Excerpts of pointing data
********************

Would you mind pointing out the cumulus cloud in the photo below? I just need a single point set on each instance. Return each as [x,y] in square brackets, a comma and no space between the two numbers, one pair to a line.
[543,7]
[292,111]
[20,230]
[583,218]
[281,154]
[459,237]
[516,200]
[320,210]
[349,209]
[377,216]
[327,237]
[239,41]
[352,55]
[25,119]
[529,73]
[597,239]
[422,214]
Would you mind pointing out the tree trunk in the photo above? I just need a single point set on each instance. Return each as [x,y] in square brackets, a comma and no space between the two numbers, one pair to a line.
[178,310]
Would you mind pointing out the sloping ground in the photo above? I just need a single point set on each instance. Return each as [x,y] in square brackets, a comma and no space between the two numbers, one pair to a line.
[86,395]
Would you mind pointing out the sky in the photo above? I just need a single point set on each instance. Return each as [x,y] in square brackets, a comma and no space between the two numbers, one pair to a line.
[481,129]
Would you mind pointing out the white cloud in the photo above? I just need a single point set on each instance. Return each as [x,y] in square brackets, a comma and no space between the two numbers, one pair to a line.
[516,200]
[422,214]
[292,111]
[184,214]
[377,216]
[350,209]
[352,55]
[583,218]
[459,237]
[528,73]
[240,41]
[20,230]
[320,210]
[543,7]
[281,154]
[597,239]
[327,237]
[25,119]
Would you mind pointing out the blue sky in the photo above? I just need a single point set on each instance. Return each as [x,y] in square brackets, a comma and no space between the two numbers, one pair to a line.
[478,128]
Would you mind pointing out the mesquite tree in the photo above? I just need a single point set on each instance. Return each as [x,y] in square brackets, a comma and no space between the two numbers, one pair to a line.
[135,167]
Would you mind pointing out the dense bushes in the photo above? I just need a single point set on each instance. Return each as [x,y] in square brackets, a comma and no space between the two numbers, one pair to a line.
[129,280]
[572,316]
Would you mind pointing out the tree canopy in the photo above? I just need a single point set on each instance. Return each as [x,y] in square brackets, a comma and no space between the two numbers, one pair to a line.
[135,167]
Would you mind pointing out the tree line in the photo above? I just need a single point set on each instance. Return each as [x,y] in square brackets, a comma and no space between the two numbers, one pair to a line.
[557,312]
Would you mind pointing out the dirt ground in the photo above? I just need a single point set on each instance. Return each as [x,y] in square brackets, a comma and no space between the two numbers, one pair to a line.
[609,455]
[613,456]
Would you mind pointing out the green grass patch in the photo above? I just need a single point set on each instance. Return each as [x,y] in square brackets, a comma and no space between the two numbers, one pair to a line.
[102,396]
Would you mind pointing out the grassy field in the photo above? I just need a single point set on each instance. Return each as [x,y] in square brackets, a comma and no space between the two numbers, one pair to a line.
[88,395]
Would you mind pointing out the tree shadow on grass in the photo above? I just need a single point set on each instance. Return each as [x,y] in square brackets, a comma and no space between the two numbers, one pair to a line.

********************

Return every line exactly.

Reply:
Would you mind pointing out the cumulus cloud in the photo below? I just need a single point set on each instance. Return each as [x,y] in square brackets, a comma and no space between the two numbers, one pair to a line.
[543,7]
[292,111]
[20,230]
[583,218]
[281,154]
[459,237]
[516,200]
[320,210]
[349,209]
[377,216]
[327,237]
[239,41]
[352,55]
[25,119]
[529,73]
[597,239]
[422,214]
Would you mind pointing out the tree trunk in the photo above? I just need a single point set on each instance. Return each as [x,y] in square brackets, a comma and no space between the two numbers, one pair to a line.
[178,310]
Would you mind pointing out the sloping ground in the photo above? I just need a single point set on each instance. Return each as [x,y] in square brackets, a comma and no space between the two numbers, one pair to a line.
[86,395]
Would you mind pointing out the sky in the photo above? I just need a single point set on each instance. Return each as [x,y] in square brackets, a comma and no space between the two numbers, one pair to a line.
[481,129]
Would you mind pointing out the white cloud in the photo above? I just need a single point set on each instance. Return each as [x,y] in square brackets, a comma and no space between the two numbers, one pair to a line.
[516,200]
[422,214]
[292,111]
[184,214]
[377,216]
[350,209]
[352,55]
[583,218]
[459,237]
[528,73]
[240,41]
[20,230]
[320,210]
[543,7]
[281,154]
[597,239]
[327,237]
[25,119]
Would you mind pointing out the blue sky in the photo above? I just need a single point set on each instance. Return each as [x,y] in square brackets, a comma and no space between the two numbers, one pair to a line.
[478,128]
Would you mind pointing out the mesquite tree in the photo above? I just need a single point set on each instance. Return each as [x,y] in square brackets, a comma and no space between the two numbers, one pair to a line.
[135,167]
Would you mind pointing out the dense bushes in the photo above? I just need a single point set on each instance. Return each as [x,y] in square brackets, a comma and no space between the two numbers, one pair to a line.
[129,280]
[572,316]
Would you mind pointing out the tree canopy in the photo above? I just need a single point set on each instance. Return each as [x,y] in square brackets, a comma and no space between the two numbers, one pair to a line.
[135,167]
Would you mind pointing out the tree line in the photo above? I just need a single point set on each instance. Return each as [x,y] in square brackets, a comma and no space between the two numbers, one pair to a line.
[557,312]
Would you mind pointing out the dirt ground in the photo above? I just need a single point set on each instance. Return each as [x,y] in square brackets, a comma and no space between the two numbers, one pair to a line.
[609,455]
[613,456]
Would you mind pointing out the green grass patch in the photo above? I just need a single point set on each instance. Return each as [x,y] in square brackets, a comma and no space between the two numbers, one pair to a line.
[102,396]
Would you mind pointing out the grassy field in the photo above? I just need a single point set on each instance. Return each as [x,y] in square brackets, a comma and no space between the two numbers, one pair to a line.
[88,395]
Would you mind pointing out the tree shadow on grass in the photo above? I just need a single point set on each instance. Return each as [x,y] in square brackets, a comma and no space between the two numbers, one pair to a line.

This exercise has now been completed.